What you need to do: Recast the data from its first line through the line containing "left=0, top=862, right=64, bottom=978" as a Markdown table with two columns, No. and Text, one row per line and blank lines skipped. Leave the pictures out.

++++ Data lines

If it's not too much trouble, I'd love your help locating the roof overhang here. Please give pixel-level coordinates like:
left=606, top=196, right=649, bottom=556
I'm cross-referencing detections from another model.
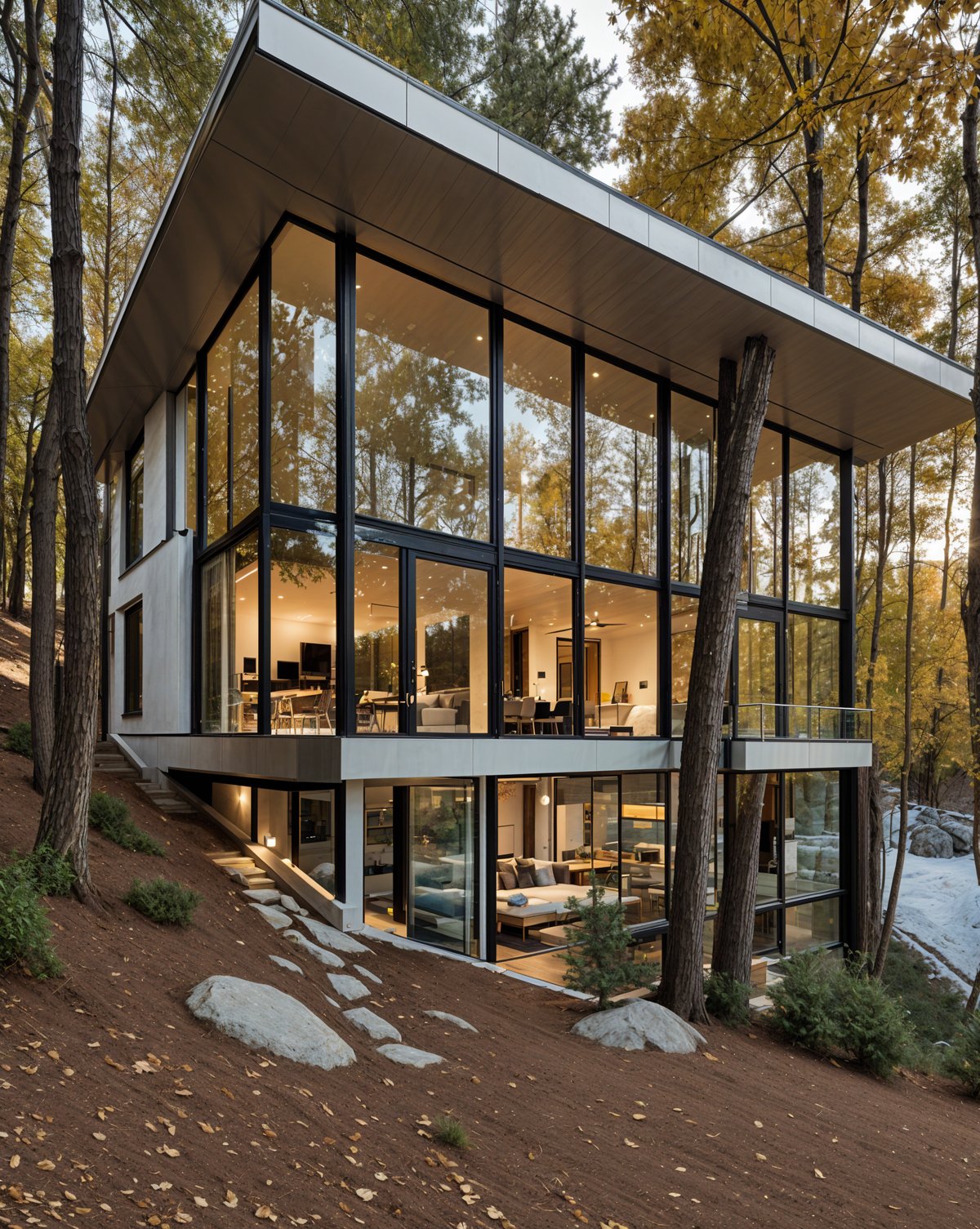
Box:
left=88, top=0, right=973, bottom=461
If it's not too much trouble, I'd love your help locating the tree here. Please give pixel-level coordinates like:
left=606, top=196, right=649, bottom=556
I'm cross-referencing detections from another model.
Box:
left=37, top=0, right=98, bottom=901
left=661, top=336, right=776, bottom=1022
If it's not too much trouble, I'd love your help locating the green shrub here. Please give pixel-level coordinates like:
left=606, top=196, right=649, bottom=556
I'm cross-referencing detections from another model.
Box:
left=431, top=1114, right=470, bottom=1148
left=88, top=790, right=166, bottom=857
left=4, top=721, right=34, bottom=759
left=561, top=875, right=659, bottom=1012
left=19, top=842, right=75, bottom=896
left=770, top=951, right=840, bottom=1053
left=705, top=972, right=751, bottom=1025
left=123, top=876, right=202, bottom=925
left=835, top=969, right=912, bottom=1076
left=943, top=1012, right=980, bottom=1096
left=0, top=862, right=64, bottom=978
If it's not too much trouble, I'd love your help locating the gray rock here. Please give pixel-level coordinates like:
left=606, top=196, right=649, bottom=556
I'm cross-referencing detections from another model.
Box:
left=248, top=905, right=292, bottom=930
left=377, top=1044, right=445, bottom=1066
left=421, top=1012, right=479, bottom=1032
left=243, top=888, right=279, bottom=905
left=572, top=1000, right=705, bottom=1054
left=327, top=973, right=372, bottom=1002
left=300, top=918, right=372, bottom=956
left=283, top=930, right=343, bottom=969
left=345, top=1007, right=402, bottom=1041
left=187, top=977, right=357, bottom=1071
left=270, top=956, right=302, bottom=977
left=909, top=825, right=953, bottom=857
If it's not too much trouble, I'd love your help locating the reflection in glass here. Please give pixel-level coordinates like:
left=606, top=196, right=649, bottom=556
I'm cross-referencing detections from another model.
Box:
left=783, top=772, right=841, bottom=897
left=272, top=225, right=337, bottom=511
left=270, top=526, right=337, bottom=733
left=670, top=394, right=715, bottom=585
left=416, top=559, right=489, bottom=733
left=788, top=440, right=841, bottom=606
left=586, top=356, right=657, bottom=577
left=354, top=257, right=489, bottom=540
left=406, top=781, right=479, bottom=956
left=584, top=580, right=658, bottom=737
left=742, top=428, right=782, bottom=597
left=354, top=540, right=399, bottom=733
left=200, top=533, right=258, bottom=733
left=207, top=283, right=258, bottom=542
left=504, top=321, right=572, bottom=558
left=787, top=613, right=840, bottom=739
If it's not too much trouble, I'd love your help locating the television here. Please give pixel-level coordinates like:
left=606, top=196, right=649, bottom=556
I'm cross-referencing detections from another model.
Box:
left=300, top=642, right=331, bottom=679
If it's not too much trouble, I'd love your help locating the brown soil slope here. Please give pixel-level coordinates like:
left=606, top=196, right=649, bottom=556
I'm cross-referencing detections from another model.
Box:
left=0, top=614, right=980, bottom=1229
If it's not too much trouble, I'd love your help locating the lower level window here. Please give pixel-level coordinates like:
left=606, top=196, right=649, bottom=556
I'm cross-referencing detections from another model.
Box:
left=123, top=602, right=143, bottom=715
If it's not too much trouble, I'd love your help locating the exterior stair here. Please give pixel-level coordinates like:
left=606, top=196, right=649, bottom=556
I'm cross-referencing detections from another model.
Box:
left=207, top=852, right=275, bottom=888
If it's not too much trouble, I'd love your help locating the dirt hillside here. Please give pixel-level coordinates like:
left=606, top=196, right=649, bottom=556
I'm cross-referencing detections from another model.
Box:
left=0, top=623, right=980, bottom=1229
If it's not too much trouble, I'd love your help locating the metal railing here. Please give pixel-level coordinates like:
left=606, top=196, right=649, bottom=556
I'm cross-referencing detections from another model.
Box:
left=671, top=701, right=875, bottom=742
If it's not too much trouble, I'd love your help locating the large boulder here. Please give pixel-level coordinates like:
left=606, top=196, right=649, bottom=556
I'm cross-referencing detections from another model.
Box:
left=187, top=976, right=357, bottom=1071
left=909, top=823, right=953, bottom=857
left=572, top=1000, right=706, bottom=1054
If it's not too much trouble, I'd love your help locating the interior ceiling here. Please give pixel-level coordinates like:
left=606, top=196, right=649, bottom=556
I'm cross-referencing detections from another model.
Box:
left=90, top=36, right=969, bottom=461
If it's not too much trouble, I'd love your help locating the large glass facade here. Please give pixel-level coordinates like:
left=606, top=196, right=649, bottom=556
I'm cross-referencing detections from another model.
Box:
left=586, top=356, right=657, bottom=577
left=504, top=321, right=572, bottom=558
left=270, top=225, right=337, bottom=511
left=354, top=257, right=489, bottom=540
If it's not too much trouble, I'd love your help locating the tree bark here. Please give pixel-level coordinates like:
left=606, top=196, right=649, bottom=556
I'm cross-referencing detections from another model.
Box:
left=875, top=443, right=916, bottom=977
left=37, top=0, right=98, bottom=901
left=960, top=38, right=980, bottom=884
left=0, top=0, right=44, bottom=607
left=710, top=772, right=766, bottom=985
left=659, top=336, right=775, bottom=1022
left=7, top=390, right=41, bottom=621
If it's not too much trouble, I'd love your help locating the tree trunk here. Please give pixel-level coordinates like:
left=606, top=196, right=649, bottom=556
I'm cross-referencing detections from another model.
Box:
left=29, top=389, right=61, bottom=794
left=659, top=336, right=775, bottom=1022
left=875, top=443, right=916, bottom=977
left=7, top=391, right=41, bottom=621
left=0, top=0, right=44, bottom=607
left=854, top=745, right=884, bottom=952
left=710, top=772, right=766, bottom=985
left=37, top=0, right=98, bottom=901
left=961, top=38, right=980, bottom=884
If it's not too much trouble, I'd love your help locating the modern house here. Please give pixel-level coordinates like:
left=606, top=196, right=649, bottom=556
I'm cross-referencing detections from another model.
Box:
left=90, top=0, right=971, bottom=969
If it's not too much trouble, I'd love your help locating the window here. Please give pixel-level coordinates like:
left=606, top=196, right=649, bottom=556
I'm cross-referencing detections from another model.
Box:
left=126, top=435, right=144, bottom=567
left=270, top=225, right=337, bottom=511
left=504, top=321, right=572, bottom=559
left=123, top=602, right=143, bottom=716
left=586, top=356, right=657, bottom=577
left=670, top=394, right=715, bottom=585
left=207, top=283, right=258, bottom=542
left=788, top=440, right=841, bottom=606
left=354, top=257, right=489, bottom=541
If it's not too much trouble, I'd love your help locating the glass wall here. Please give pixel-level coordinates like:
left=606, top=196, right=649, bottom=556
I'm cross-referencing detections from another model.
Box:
left=586, top=355, right=657, bottom=577
left=790, top=440, right=841, bottom=606
left=270, top=225, right=337, bottom=511
left=504, top=321, right=572, bottom=558
left=406, top=781, right=479, bottom=956
left=354, top=257, right=489, bottom=540
left=584, top=580, right=659, bottom=736
left=783, top=772, right=841, bottom=896
left=268, top=525, right=337, bottom=733
left=414, top=559, right=489, bottom=733
left=670, top=392, right=715, bottom=585
left=742, top=428, right=783, bottom=597
left=207, top=283, right=258, bottom=542
left=200, top=533, right=258, bottom=733
left=354, top=540, right=399, bottom=733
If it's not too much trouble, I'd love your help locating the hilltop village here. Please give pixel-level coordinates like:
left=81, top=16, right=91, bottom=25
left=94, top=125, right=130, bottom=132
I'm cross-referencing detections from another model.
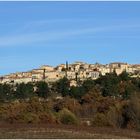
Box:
left=0, top=62, right=140, bottom=86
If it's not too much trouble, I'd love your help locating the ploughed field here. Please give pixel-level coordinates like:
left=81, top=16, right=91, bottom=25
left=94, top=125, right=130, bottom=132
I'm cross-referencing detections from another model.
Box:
left=0, top=124, right=140, bottom=139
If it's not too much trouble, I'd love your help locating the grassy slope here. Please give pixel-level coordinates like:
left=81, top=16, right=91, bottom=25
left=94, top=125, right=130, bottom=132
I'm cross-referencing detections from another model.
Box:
left=0, top=124, right=140, bottom=139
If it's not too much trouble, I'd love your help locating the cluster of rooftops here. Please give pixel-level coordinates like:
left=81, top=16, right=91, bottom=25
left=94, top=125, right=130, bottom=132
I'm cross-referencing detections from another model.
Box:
left=0, top=61, right=140, bottom=83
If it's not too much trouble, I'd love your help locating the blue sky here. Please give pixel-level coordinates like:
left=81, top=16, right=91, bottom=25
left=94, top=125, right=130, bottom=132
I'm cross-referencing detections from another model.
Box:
left=0, top=1, right=140, bottom=75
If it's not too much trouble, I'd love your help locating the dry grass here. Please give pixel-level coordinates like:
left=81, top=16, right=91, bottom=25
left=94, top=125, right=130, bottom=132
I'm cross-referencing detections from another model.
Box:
left=0, top=124, right=140, bottom=139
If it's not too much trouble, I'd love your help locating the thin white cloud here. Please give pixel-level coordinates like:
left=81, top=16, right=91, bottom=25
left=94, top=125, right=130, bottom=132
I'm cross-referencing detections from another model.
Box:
left=0, top=25, right=140, bottom=47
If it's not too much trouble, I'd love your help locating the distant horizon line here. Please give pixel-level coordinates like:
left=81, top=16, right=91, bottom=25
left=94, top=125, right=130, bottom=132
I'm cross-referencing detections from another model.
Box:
left=0, top=60, right=140, bottom=77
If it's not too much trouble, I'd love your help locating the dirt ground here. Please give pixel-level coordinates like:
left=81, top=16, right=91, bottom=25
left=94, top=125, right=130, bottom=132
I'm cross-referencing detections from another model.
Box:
left=0, top=124, right=140, bottom=139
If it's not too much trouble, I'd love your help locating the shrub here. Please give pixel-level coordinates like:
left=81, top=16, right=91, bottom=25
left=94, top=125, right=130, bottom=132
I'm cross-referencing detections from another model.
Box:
left=107, top=105, right=123, bottom=128
left=58, top=108, right=78, bottom=124
left=91, top=113, right=109, bottom=126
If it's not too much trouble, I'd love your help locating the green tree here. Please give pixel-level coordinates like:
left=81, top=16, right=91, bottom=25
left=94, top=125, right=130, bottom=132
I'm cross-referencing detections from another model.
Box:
left=0, top=84, right=14, bottom=101
left=15, top=83, right=35, bottom=99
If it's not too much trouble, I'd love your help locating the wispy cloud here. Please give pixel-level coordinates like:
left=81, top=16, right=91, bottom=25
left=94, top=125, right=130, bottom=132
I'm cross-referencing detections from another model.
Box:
left=0, top=25, right=140, bottom=47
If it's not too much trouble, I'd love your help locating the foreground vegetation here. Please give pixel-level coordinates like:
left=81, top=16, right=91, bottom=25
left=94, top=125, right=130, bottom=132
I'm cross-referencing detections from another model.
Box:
left=0, top=72, right=140, bottom=131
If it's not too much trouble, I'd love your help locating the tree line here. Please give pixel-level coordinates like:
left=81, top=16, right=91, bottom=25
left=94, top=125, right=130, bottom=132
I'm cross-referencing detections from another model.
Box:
left=0, top=71, right=140, bottom=101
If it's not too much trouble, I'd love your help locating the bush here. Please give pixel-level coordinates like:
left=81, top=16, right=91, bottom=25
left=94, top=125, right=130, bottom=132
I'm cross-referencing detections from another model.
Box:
left=58, top=108, right=78, bottom=124
left=107, top=105, right=123, bottom=128
left=91, top=113, right=109, bottom=126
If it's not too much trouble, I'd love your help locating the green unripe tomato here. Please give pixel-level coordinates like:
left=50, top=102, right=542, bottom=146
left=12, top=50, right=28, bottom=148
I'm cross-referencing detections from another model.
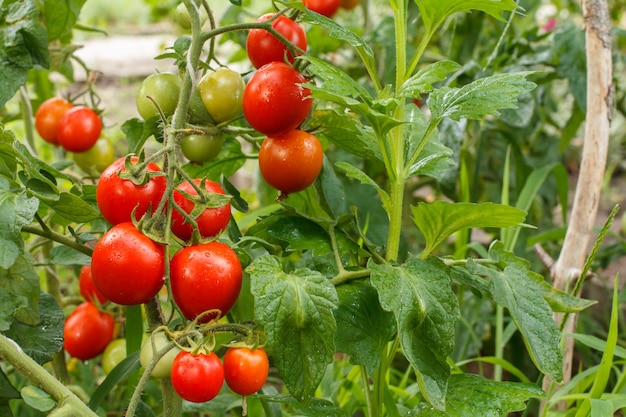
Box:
left=136, top=72, right=180, bottom=120
left=174, top=2, right=208, bottom=30
left=102, top=339, right=126, bottom=375
left=72, top=138, right=115, bottom=176
left=139, top=332, right=180, bottom=378
left=198, top=67, right=245, bottom=123
left=180, top=135, right=224, bottom=162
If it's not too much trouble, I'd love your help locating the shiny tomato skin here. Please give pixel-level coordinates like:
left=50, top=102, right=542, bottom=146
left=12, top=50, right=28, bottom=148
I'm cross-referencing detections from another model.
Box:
left=172, top=178, right=230, bottom=241
left=63, top=301, right=115, bottom=361
left=35, top=97, right=74, bottom=145
left=302, top=0, right=341, bottom=17
left=259, top=130, right=324, bottom=194
left=57, top=106, right=102, bottom=152
left=170, top=241, right=242, bottom=322
left=246, top=13, right=307, bottom=68
left=78, top=265, right=109, bottom=305
left=243, top=61, right=313, bottom=136
left=224, top=347, right=269, bottom=395
left=171, top=351, right=224, bottom=403
left=96, top=156, right=167, bottom=225
left=91, top=222, right=165, bottom=305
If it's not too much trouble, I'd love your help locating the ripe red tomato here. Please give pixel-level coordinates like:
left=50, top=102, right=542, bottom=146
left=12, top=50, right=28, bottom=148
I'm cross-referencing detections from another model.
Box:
left=243, top=61, right=313, bottom=136
left=57, top=106, right=102, bottom=152
left=91, top=222, right=165, bottom=305
left=170, top=241, right=242, bottom=322
left=302, top=0, right=341, bottom=17
left=78, top=265, right=109, bottom=304
left=96, top=156, right=167, bottom=225
left=35, top=97, right=74, bottom=145
left=259, top=130, right=324, bottom=194
left=224, top=347, right=269, bottom=395
left=171, top=351, right=224, bottom=403
left=246, top=13, right=307, bottom=68
left=172, top=178, right=230, bottom=241
left=63, top=301, right=115, bottom=361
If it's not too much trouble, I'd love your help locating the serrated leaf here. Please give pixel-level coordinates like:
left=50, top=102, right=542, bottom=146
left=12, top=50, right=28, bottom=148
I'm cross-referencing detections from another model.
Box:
left=335, top=280, right=396, bottom=373
left=408, top=374, right=545, bottom=417
left=411, top=201, right=526, bottom=254
left=467, top=242, right=563, bottom=381
left=398, top=61, right=462, bottom=98
left=428, top=72, right=536, bottom=121
left=369, top=258, right=459, bottom=410
left=247, top=256, right=338, bottom=399
left=5, top=293, right=64, bottom=364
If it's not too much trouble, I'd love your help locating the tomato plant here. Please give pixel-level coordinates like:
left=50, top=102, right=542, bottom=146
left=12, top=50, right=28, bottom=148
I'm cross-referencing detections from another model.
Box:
left=243, top=62, right=312, bottom=135
left=63, top=301, right=115, bottom=361
left=135, top=72, right=180, bottom=119
left=172, top=178, right=231, bottom=241
left=246, top=13, right=307, bottom=68
left=170, top=241, right=242, bottom=322
left=171, top=351, right=224, bottom=403
left=259, top=130, right=324, bottom=194
left=302, top=0, right=341, bottom=17
left=78, top=265, right=109, bottom=304
left=91, top=222, right=165, bottom=305
left=180, top=134, right=224, bottom=163
left=198, top=67, right=245, bottom=123
left=96, top=156, right=166, bottom=225
left=57, top=106, right=102, bottom=152
left=224, top=347, right=269, bottom=395
left=35, top=97, right=74, bottom=145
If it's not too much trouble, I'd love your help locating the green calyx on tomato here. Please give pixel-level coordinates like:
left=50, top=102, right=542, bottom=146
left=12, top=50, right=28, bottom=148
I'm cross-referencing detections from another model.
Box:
left=135, top=72, right=180, bottom=120
left=198, top=67, right=245, bottom=123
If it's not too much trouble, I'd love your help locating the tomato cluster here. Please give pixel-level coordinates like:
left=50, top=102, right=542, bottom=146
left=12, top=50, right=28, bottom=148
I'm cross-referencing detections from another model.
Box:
left=35, top=97, right=102, bottom=153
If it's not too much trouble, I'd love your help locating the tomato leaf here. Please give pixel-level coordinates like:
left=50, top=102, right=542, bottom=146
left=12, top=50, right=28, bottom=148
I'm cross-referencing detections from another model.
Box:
left=408, top=374, right=545, bottom=417
left=428, top=72, right=536, bottom=121
left=335, top=280, right=396, bottom=373
left=411, top=201, right=526, bottom=255
left=468, top=242, right=563, bottom=381
left=247, top=256, right=338, bottom=399
left=369, top=258, right=459, bottom=410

++++++++

Exercise answer:
| No. | Text |
|---|---|
| 1 | If it's not too much trouble, I'd love your help locating the roof overhang here. Please give pixel-level coordinates like: |
| 2 | left=606, top=196, right=649, bottom=556 |
| 3 | I'm cross-referencing detections from another model. |
| 4 | Box: |
| 5 | left=88, top=0, right=973, bottom=461 |
| 6 | If it's not too much trouble, I'd love your help locating the tree here. Please give pixel-level coordinates like: |
| 7 | left=606, top=196, right=649, bottom=556 |
| 8 | I'm cross-referencing detections from another model. |
| 9 | Box: |
| 10 | left=37, top=0, right=98, bottom=901 |
| 11 | left=661, top=336, right=776, bottom=1022 |
| 12 | If it's not too much trouble, I'd love your help locating the green shrub here. Please give pixel-level coordinates like: |
| 13 | left=606, top=196, right=649, bottom=556 |
| 14 | I'm cross-referencing detections from another model. |
| 15 | Box: |
| 16 | left=431, top=1114, right=470, bottom=1148 |
| 17 | left=88, top=790, right=166, bottom=857 |
| 18 | left=4, top=721, right=34, bottom=759 |
| 19 | left=561, top=875, right=659, bottom=1012 |
| 20 | left=19, top=842, right=75, bottom=896 |
| 21 | left=770, top=951, right=840, bottom=1053 |
| 22 | left=705, top=972, right=751, bottom=1025 |
| 23 | left=123, top=876, right=202, bottom=925 |
| 24 | left=835, top=969, right=912, bottom=1076 |
| 25 | left=943, top=1012, right=980, bottom=1096 |
| 26 | left=0, top=862, right=64, bottom=978 |